* Given problem A
Render this sentence from the Elegy article in Spanish: "Elegy is the sixth studio album by John Zorn, which was dedicated to Jean Genet, featuring four "file card" compositions titled after colors and arranged in the style of chamber music."
* Given problem B
Name every person mentioned in the Elegy article.

* Given text
Studio album by John Zorn
- Released: 1992
- Recorded: November 1991, Different Fur Studios, San Francisco
- Length: 29:22
- Label: Eva, Tzadik TZ 7302
- Producer: John Zorn

John Zorn chronology
| Grand Guignol (1992) | Elegy (1992) | Leng Tch'e (1992) |

= Elegy (John Zorn album) =

Elegy is the sixth studio album by John Zorn, which was dedicated to Jean Genet, featuring four "file card" compositions titled after colors and arranged in the style of chamber music.

==Reception==

The Allmusic review by Blake Butler awarded the album 4½ stars describing it as "Another smeared blossoming testament to the off-color and highly obtuse genius of John Zorn. A mostly minimalist and sparse landscape of sheer terror and spine-ripping controlled noise explosion". Guy Peters stated "some moments come close to chamber music, but others employ the cut up-techniques or seem to function as an imaginary soundtrack. Another option is that you consider it an experiment in aural terror and not because it's a very alienating, extreme or demanding album throughout, but because it skilfully uses mood and shifts to hook you up with a feeling of unease".

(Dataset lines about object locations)
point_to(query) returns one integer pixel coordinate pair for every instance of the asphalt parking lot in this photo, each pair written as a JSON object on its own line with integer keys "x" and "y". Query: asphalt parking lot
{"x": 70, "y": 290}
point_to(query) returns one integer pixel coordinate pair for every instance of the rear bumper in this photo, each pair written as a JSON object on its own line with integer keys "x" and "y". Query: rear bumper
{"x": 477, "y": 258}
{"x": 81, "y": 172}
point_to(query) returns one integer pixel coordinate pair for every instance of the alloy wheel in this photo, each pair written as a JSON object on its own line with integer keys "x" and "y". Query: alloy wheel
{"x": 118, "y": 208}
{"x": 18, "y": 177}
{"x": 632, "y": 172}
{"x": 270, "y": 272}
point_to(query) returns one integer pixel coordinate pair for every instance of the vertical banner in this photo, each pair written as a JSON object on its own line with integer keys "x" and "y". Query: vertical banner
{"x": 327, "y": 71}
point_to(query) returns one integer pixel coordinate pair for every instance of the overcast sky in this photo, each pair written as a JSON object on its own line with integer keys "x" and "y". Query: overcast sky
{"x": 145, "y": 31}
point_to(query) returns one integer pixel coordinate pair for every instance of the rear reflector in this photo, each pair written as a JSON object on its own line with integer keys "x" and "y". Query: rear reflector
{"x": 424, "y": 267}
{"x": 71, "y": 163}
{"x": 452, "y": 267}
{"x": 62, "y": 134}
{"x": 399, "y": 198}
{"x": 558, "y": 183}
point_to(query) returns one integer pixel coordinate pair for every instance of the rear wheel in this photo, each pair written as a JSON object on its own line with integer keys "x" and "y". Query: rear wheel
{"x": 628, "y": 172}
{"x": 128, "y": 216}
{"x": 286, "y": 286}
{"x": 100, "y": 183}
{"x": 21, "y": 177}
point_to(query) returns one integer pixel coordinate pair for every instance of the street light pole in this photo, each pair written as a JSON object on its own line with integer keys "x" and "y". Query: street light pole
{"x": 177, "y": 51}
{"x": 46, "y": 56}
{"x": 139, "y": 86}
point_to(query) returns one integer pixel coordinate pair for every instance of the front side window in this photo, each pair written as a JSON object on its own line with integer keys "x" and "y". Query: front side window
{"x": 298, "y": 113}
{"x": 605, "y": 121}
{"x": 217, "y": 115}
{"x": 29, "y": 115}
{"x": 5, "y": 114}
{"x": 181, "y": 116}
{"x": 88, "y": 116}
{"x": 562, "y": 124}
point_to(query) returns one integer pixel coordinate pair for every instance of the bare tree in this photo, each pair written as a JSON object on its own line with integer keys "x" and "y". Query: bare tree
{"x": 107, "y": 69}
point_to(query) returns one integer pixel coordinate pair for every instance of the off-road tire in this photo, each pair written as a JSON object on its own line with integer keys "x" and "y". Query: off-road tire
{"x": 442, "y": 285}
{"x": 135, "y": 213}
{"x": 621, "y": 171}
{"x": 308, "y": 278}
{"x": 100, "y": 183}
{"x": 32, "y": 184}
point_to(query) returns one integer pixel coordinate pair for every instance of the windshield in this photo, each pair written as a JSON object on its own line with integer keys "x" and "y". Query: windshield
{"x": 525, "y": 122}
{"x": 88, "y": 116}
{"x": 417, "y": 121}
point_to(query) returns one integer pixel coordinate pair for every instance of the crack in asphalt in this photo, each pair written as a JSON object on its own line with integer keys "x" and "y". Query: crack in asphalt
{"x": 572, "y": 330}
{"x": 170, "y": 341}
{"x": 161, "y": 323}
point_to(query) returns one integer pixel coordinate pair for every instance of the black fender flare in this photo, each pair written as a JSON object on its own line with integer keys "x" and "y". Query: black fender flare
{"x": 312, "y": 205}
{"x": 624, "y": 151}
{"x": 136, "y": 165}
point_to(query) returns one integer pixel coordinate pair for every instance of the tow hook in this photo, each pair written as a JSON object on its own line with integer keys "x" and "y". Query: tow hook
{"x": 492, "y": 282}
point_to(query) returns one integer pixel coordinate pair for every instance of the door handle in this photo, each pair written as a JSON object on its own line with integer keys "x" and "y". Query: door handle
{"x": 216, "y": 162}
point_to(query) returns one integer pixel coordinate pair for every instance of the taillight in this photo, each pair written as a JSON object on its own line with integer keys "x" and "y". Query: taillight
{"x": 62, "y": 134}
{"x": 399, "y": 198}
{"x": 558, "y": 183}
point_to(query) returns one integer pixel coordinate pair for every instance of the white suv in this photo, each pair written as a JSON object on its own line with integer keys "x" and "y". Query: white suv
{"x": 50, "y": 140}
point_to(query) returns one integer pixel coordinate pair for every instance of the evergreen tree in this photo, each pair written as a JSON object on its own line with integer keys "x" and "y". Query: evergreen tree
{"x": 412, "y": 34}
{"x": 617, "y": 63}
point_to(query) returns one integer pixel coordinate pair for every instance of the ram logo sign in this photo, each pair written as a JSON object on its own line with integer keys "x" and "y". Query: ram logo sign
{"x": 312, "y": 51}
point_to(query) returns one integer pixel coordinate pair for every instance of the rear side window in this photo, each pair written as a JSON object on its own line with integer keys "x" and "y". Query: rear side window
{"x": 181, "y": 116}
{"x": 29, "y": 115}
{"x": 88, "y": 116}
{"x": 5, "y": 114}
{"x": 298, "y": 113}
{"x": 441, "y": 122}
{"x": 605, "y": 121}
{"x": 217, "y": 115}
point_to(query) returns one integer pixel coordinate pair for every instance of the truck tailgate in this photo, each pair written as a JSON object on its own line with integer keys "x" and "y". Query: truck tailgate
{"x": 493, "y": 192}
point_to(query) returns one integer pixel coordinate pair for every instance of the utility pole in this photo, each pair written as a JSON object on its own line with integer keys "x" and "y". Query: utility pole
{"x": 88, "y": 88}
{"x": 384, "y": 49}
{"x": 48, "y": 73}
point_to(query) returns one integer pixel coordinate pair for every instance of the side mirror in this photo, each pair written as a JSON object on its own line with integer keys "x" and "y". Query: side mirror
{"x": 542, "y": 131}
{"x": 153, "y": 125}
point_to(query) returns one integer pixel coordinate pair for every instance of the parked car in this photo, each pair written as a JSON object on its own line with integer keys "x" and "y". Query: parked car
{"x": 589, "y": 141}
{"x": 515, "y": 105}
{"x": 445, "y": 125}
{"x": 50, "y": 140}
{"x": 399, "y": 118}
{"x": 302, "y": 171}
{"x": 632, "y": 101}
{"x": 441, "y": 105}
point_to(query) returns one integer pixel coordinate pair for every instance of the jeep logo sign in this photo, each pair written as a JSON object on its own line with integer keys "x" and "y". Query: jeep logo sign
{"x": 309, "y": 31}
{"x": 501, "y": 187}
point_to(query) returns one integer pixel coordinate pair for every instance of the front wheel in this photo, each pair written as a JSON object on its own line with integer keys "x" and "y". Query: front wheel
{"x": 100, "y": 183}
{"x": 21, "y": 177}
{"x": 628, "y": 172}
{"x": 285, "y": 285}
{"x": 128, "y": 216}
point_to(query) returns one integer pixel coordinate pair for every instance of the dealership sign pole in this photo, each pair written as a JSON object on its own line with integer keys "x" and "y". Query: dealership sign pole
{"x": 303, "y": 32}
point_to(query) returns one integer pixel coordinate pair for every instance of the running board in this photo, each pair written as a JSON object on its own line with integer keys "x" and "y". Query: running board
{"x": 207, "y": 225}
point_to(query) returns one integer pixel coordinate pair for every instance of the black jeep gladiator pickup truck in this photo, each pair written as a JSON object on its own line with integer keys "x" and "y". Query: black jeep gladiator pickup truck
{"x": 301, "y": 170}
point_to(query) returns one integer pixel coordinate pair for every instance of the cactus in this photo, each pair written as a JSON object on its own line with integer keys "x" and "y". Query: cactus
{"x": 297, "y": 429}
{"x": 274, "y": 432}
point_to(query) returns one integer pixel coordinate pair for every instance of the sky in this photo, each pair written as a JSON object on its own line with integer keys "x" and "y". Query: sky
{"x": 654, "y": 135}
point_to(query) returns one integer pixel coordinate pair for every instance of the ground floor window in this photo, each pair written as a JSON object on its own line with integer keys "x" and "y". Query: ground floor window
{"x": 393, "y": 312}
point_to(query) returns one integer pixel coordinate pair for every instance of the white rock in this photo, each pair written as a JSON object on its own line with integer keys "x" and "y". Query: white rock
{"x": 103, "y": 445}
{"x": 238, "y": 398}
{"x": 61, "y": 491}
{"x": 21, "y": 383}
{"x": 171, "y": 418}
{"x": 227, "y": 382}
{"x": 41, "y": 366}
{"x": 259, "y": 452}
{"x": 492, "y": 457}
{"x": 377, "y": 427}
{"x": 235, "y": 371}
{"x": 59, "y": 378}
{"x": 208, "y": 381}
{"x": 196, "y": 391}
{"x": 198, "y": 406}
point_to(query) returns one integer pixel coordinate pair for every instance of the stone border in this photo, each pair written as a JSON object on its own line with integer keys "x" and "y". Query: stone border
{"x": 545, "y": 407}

* Correct answer A
Elegy es el sexto álbum de estudio de John Zorn, dedicado a Jean Genet, que incluye cuatro composiciones de "fichas" tituladas con nombres de colores y arregladas al estilo de la música de cámara.

* Correct answer B
John Zorn, Jean Genet, Blake Butler, Guy Peters